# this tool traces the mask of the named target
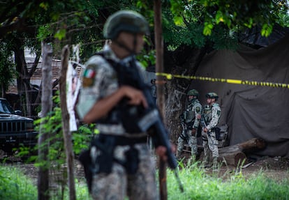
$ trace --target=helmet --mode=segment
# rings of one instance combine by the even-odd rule
[[[186,93],[186,95],[198,97],[199,96],[199,92],[195,89],[192,89]]]
[[[216,93],[208,93],[206,94],[206,98],[218,100],[218,96]]]
[[[110,15],[104,25],[103,36],[115,39],[121,31],[148,33],[149,24],[144,17],[133,10],[120,10]]]
[[[205,106],[204,106],[204,110],[205,111],[208,111],[208,110],[209,110],[210,109],[210,107],[209,107],[209,105],[205,105]]]

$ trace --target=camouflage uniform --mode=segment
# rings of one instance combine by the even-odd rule
[[[221,115],[221,108],[218,103],[214,102],[211,106],[206,105],[202,111],[202,146],[204,147],[205,162],[208,164],[210,153],[212,156],[215,159],[218,157],[218,141],[216,139],[216,133],[214,130],[214,128],[218,124],[218,119]],[[204,125],[205,123],[205,126]],[[207,132],[203,131],[204,128],[208,129]]]
[[[192,135],[192,129],[194,128],[198,131],[201,111],[202,105],[197,98],[193,99],[184,111],[182,115],[184,118],[181,118],[184,123],[183,131],[177,139],[178,157],[183,151],[185,143],[188,142],[191,148],[191,155],[195,158],[198,153],[197,132]]]
[[[122,62],[128,67],[132,57],[119,60],[108,46],[104,47],[104,57],[115,62]],[[138,63],[140,72],[143,69]],[[119,88],[117,75],[111,65],[101,56],[95,55],[86,63],[80,91],[77,111],[80,118],[91,109],[95,102],[110,95]],[[128,136],[121,123],[118,124],[98,123],[96,128],[102,134]],[[146,133],[129,134],[130,138]],[[151,160],[147,144],[133,145],[138,151],[139,165],[136,174],[128,175],[124,166],[114,162],[112,173],[99,173],[93,176],[91,196],[94,199],[157,199],[155,180],[155,164]],[[124,153],[130,146],[117,146],[114,157],[125,161]]]

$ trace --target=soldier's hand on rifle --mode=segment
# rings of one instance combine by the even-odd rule
[[[171,144],[172,152],[175,153],[176,151],[176,147],[175,145]],[[161,159],[163,161],[168,160],[168,156],[166,155],[167,149],[163,146],[159,146],[156,148],[156,153],[158,155]]]
[[[129,98],[130,105],[142,105],[144,108],[147,108],[147,100],[142,91],[128,86],[122,86],[121,89],[124,93],[124,95]]]
[[[192,129],[192,135],[195,136],[195,132],[196,132],[196,130],[195,128]]]

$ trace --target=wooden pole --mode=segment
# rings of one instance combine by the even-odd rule
[[[42,66],[42,95],[41,117],[45,117],[52,109],[52,47],[44,42],[41,43],[43,63]],[[49,133],[43,131],[45,121],[41,122],[38,138],[38,162],[47,163],[49,153]],[[47,164],[40,165],[38,177],[38,199],[48,200],[49,195],[49,167]]]
[[[66,72],[69,58],[68,45],[62,49],[61,71],[59,79],[60,105],[62,115],[62,129],[64,139],[64,147],[66,153],[67,174],[68,176],[69,199],[75,200],[75,188],[73,174],[73,151],[72,135],[69,129],[69,114],[66,105]]]
[[[161,0],[154,1],[154,39],[156,43],[156,72],[163,72],[163,41],[162,37],[161,26]],[[162,117],[164,117],[164,85],[163,77],[156,77],[156,91],[157,91],[157,105]],[[168,199],[167,192],[167,174],[166,163],[160,159],[158,167],[158,181],[160,185],[160,199],[165,200]]]

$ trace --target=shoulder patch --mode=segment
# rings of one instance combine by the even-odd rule
[[[82,86],[84,88],[91,86],[94,82],[94,77],[96,75],[96,69],[87,68],[83,73]]]

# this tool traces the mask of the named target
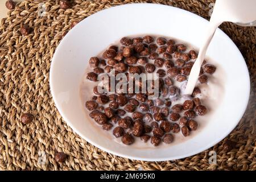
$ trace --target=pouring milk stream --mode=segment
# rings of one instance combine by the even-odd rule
====
◆ **What you should do**
Rescale the rows from the start through the line containing "[[[216,93],[208,93],[206,94],[206,98],[218,100],[218,96]]]", including both of those lines and the requests. Multiply every polygon coordinate in the answers by 1.05 and round to whole numbers, with halves rounding up, and leave the pictures out.

◆ **Written solution**
# this tool traces the mask of the named target
$ trace --target=helmet --mode=segment
# rings of one instance combine by the even-odd rule
[[[195,98],[195,100],[208,102],[209,101],[209,97],[205,93],[202,93]]]
[[[227,98],[218,98],[216,99],[216,103],[229,105],[229,101]]]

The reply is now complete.